INSTRUCTION A. Update the stretch of the notebook below from "# It is not" through "return ' '.join(file.readlines())" by writing it out again with "security reasons" changed to "privacy reasons".

## Start ARTICLE

8. **Documentation & Knowledge Transfer**: If certain modules consistently appear in the longest paths, they may require better documentation. Ensuring that their roles and the reasons for their lengthy dependencies are well understood can facilitate knowledge transfer among team members.

By focusing on the longest paths in your dependency graph, you can uncover areas requiring attention for optimization, maintenance, and improved system architecture.

In [None]:
import os
from IPython.display import display
import pandas as pd
import matplotlib.pyplot as plot
import typing as typ
import numpy as np
from neo4j import GraphDatabase

In [None]:
#The following cell uses the build-in %html "magic" to override the CSS style for tables to a much smaller size.
#This is especially needed for PDF export of tables with multiple columns.

In [None]:
%%html
<style>
/* CSS style for smaller dataframe tables. */
.dataframe th {
    font-size: 8px;
}
.dataframe td {
    font-size: 8px;
}
</style>

In [None]:
# Main Colormap
main_color_map = 'nipy_spectral'

In [None]:
# Pandas DataFrame Display Configuration
pd.set_option('display.max_colwidth', 300)

In [None]:
# Please set the environment variable "NEO4J_INITIAL_PASSWORD" in your shell 
# before starting jupyter notebook to provide the password for the user "neo4j". 
# It is not recommended to hardcode the password into jupyter notebook for security reasons.

driver = GraphDatabase.driver(uri="bolt://localhost:7687", auth=("neo4j", os.environ.get("NEO4J_INITIAL_PASSWORD")))
driver.verify_connectivity()

In [None]:
def get_cypher_query_from_file(filename):
    with open(filename) as file:
        return ' '.join(file.readlines())
    

def query_cypher_to_data_frame(filename, parameters_: typ.Optional[typ.Dict[str, typ.Any]] = None):
    records, summary, keys = driver.execute_query(get_cypher_query_from_file(filename),parameters_=parameters_)
    return pd.DataFrame([r.values() for r in records], columns=keys)

In [None]:
def create_directed_unweighted_projection(parameters: dict) -> bool: 
    """
    Creates an directed homogenous unweighted in-memory Graph projection for/with Neo4j Graph Data Science Plugin.
    It returns True if there is data available for the given parameter and False otherwise.
    Parameters
    ----------
    dependencies_projection : str
        The name prefix for the in-memory projection for dependencies. Example: "typescript-module-path-finding-notebook"
    dependencies_projection_node : str
        The label of the nodes that will be used for the projection. Example: "Module"
    dependencies_projection_weight_property : str
        The name of the node property that contains the dependency weight. Example: "lowCouplingElement25PercentWeight"
    dependencies_projection_embedding_dimension : str
        The number of the dimensions and therefore size of the resulting array of floating point numbers
    """
    
    is_data_missing=query_cypher_to_data_frame("../cypher/Dependencies_Projection/Dependencies_0_Check_Projectable.cypher", parameters).empty
    if is_data_missing: return False

    query_cypher_to_data_frame("../cypher/Dependencies_Projection/Dependencies_1_Delete_Projection.cypher", parameters)
    query_cypher_to_data_frame("../cypher/Dependencies_Projection/Dependencies_2_Delete_Subgraph.cypher", parameters)

## End ARTICLE
## Start SUPPLIED DATA

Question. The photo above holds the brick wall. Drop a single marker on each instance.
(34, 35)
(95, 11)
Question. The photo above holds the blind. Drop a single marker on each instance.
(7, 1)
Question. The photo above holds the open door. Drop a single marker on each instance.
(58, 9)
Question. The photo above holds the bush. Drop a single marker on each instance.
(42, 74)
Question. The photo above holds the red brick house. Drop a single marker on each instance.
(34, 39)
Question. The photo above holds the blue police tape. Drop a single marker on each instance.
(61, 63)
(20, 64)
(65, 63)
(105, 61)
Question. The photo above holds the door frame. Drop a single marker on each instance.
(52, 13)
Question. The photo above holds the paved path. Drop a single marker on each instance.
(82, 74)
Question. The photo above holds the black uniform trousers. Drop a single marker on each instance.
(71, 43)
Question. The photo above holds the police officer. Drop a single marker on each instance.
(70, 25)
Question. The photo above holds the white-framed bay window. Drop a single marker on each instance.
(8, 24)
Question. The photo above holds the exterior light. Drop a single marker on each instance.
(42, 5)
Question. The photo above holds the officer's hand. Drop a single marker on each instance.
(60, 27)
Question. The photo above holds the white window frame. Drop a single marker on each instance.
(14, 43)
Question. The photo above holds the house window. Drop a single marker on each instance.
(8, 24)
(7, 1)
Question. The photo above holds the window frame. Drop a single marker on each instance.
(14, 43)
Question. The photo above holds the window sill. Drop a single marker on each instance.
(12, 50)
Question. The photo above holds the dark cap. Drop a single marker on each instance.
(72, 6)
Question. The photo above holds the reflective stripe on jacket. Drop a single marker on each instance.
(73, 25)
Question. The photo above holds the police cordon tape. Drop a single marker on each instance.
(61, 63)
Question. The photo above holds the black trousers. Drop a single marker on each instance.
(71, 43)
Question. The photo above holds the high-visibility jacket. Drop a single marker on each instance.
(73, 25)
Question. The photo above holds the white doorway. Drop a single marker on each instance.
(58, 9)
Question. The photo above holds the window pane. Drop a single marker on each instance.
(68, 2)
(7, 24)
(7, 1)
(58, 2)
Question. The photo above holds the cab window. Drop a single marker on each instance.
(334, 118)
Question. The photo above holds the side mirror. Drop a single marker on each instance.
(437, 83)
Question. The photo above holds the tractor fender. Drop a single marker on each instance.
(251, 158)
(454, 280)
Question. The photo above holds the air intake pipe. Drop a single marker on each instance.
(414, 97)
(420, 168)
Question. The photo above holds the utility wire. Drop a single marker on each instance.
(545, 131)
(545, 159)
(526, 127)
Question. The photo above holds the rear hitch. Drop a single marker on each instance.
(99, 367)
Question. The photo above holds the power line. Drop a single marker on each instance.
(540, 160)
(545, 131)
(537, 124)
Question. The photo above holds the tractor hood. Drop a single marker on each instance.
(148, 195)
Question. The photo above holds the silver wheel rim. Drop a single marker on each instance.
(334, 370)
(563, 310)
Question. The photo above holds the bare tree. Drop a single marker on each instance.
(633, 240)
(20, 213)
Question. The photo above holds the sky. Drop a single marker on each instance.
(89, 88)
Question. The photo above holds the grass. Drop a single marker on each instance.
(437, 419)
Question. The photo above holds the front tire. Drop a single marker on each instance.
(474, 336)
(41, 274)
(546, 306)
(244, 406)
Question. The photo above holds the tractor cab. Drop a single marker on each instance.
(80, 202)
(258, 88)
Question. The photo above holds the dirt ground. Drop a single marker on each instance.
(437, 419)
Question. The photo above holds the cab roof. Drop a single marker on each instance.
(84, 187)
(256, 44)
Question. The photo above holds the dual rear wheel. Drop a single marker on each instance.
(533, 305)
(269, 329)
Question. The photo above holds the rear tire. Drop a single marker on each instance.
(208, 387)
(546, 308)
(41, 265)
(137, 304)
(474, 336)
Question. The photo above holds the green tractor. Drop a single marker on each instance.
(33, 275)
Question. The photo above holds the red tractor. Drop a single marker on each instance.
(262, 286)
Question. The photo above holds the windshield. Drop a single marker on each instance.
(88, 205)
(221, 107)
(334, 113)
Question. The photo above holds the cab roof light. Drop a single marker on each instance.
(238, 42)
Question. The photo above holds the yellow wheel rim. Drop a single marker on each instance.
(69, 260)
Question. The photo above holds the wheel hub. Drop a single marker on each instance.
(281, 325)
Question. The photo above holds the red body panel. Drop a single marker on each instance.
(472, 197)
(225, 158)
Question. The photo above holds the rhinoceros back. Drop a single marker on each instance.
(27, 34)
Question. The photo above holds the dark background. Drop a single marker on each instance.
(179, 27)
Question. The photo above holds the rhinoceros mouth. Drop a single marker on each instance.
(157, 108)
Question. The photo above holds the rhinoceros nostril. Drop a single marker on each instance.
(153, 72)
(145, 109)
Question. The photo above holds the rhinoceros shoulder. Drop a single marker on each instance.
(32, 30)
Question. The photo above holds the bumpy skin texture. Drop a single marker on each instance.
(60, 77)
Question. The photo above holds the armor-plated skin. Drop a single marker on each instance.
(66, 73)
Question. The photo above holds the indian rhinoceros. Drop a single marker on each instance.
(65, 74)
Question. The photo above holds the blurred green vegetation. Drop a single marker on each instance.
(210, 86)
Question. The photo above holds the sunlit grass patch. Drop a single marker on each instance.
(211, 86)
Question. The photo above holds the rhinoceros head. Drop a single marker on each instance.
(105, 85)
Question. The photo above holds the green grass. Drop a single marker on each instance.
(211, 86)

## End SUPPLIED DATA

INSTRUCTION B. Gather and copy every line of the records above that contains the string "skin", treating case as significant.

CORRECT OUTPUT A.
# It is not recommended to hardcode the password into jupyter notebook for privacy reasons.

driver = GraphDatabase.driver(uri="bolt://localhost:7687", auth=("neo4j", os.environ.get("NEO4J_INITIAL_PASSWORD")))
driver.verify_connectivity()

In [None]:
def get_cypher_query_from_file(filename):
    with open(filename) as file:
        return ' '.join(file.readlines())

CORRECT OUTPUT B.
Question. The photo above holds the bumpy skin texture. Drop a single marker on each instance.
Question. The photo above holds the armor-plated skin. Drop a single marker on each instance.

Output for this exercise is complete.